*** Opening Given records ***
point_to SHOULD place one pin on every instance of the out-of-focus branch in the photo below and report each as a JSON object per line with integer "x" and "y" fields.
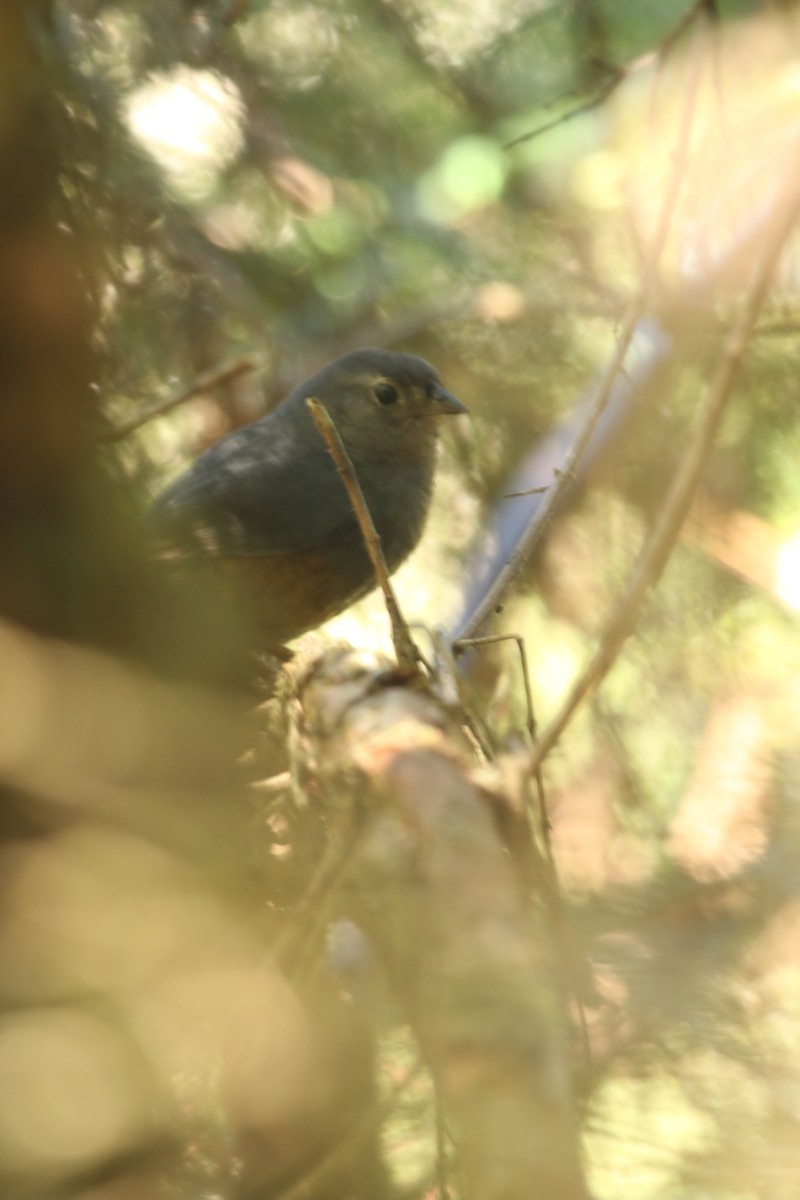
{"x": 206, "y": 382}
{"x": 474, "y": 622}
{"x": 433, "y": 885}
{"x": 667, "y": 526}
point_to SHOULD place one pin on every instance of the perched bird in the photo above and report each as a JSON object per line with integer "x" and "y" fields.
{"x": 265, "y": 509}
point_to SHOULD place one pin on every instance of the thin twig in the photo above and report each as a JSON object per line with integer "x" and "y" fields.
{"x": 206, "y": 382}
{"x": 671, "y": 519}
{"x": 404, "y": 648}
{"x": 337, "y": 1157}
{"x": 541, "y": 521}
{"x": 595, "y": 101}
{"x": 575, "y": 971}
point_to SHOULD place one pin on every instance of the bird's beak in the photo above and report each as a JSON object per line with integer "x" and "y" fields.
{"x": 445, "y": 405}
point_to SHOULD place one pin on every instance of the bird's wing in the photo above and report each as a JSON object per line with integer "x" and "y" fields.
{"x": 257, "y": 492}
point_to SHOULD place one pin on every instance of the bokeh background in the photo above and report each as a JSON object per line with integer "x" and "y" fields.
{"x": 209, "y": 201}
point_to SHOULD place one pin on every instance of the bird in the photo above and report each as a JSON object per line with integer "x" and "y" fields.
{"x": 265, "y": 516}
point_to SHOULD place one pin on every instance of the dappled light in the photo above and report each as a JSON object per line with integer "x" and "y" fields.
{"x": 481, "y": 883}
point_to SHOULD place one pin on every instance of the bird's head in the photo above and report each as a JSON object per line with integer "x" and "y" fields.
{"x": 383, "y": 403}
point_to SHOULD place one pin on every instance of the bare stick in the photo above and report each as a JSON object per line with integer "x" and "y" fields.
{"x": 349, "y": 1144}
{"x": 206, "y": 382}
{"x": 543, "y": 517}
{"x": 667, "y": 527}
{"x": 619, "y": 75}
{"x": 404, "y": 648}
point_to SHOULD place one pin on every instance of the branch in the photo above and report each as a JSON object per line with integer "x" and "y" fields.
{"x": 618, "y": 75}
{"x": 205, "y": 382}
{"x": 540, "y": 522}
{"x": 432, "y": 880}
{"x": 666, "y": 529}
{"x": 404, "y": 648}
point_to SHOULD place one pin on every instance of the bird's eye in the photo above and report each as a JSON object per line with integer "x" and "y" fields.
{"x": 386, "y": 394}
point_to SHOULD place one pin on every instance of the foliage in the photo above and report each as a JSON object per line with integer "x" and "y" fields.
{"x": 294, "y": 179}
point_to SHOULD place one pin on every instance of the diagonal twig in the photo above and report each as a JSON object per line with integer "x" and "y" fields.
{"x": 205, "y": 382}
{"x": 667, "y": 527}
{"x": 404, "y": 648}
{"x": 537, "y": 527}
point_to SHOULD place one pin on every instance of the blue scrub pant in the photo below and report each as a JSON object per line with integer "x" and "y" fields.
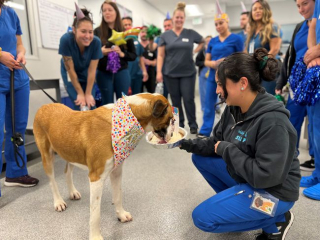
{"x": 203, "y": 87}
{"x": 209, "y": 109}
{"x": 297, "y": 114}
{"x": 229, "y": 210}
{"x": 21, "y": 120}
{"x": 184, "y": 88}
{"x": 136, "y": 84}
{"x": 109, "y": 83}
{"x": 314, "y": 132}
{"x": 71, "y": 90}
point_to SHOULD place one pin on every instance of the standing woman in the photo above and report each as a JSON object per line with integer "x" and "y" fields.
*** Closing Given records ***
# [Assigned task]
Output each record above exactly; omit the images.

# [Your solution]
point_to SHOULD place one pin on every instance of the out-of-focus branch in the photo below and report each as a JSON object per line with integer "x" and "y" fields.
{"x": 206, "y": 382}
{"x": 474, "y": 622}
{"x": 433, "y": 885}
{"x": 667, "y": 526}
point_to SHOULD place one pin on every instance of the perched bird in the photo above and report each as a JSON object per line with integer "x" and "y" fields.
{"x": 265, "y": 509}
point_to SHOULD place one pin on every instance of the thin twig in the photo above and report each as a JSON object per line with integer "x" and "y" fields.
{"x": 206, "y": 382}
{"x": 671, "y": 519}
{"x": 404, "y": 648}
{"x": 337, "y": 1157}
{"x": 541, "y": 521}
{"x": 595, "y": 101}
{"x": 575, "y": 971}
point_to SHOULD place one pin on every instance of the bird's beak in the photo above and report each as a JSON object per line with integer "x" and "y" fields.
{"x": 445, "y": 405}
point_to SHOULD place one pin on every instance of the bird's wing in the photo above and report each as a JSON object per line with integer "x" and "y" fields.
{"x": 257, "y": 492}
point_to SHOULD place one pin on every instance of the bokeh background in the photo above and report each as a JSON object per line with integer "x" and "y" fields.
{"x": 209, "y": 201}
point_to SHOULD place one pin on every instance of the bird in the photo above and report each as a JSON object per line with integer "x" and "y" fields.
{"x": 265, "y": 516}
point_to SHOULD place one pin on every instance of the dappled light in the photo above and report each as a JSON object per line with integer "x" and "y" fields.
{"x": 481, "y": 883}
point_to SHOULD place one pin on every instance of the bird's head in the photo above and report each as a JSON object per line with integer "x" and "y" fields.
{"x": 383, "y": 403}
point_to SHOULD place one pin on every instance of the bare stick in the photo above and report each as a JSON object per line with integer "x" and "y" fields.
{"x": 349, "y": 1144}
{"x": 206, "y": 382}
{"x": 543, "y": 517}
{"x": 667, "y": 527}
{"x": 619, "y": 75}
{"x": 404, "y": 648}
point_to SHOULD place one pin on every instance of the branch in the photo above and report each as a JSON object per line with integer "x" and "y" fields.
{"x": 618, "y": 75}
{"x": 205, "y": 382}
{"x": 540, "y": 522}
{"x": 432, "y": 880}
{"x": 666, "y": 529}
{"x": 404, "y": 648}
point_to SHOULD place one pin on every instance of the bird's eye in the photo above and report each as a JSON object per line with integer "x" and "y" fields.
{"x": 386, "y": 394}
point_to SHOULD place one pin on every instance of the foliage in the photo above and report each as a JSON object per line with integer "x" and "y" fields.
{"x": 294, "y": 179}
point_to SHOULD place one pin on every instance of the diagonal twig in the photo above and report each as a JSON object per line with integer "x" and "y" fields.
{"x": 205, "y": 382}
{"x": 667, "y": 527}
{"x": 404, "y": 648}
{"x": 537, "y": 527}
point_to SHOULD place one pin on every instance of the blue scrub pant in the photo below and report each as a JSON object per line with integer "x" and "y" fields.
{"x": 203, "y": 87}
{"x": 209, "y": 109}
{"x": 297, "y": 114}
{"x": 229, "y": 210}
{"x": 21, "y": 120}
{"x": 184, "y": 88}
{"x": 136, "y": 84}
{"x": 109, "y": 83}
{"x": 314, "y": 132}
{"x": 71, "y": 90}
point_to SHOULD place one pin on every instance of the standing woman in the photo above and report each as a JSON object per line with integer "x" and "y" fields.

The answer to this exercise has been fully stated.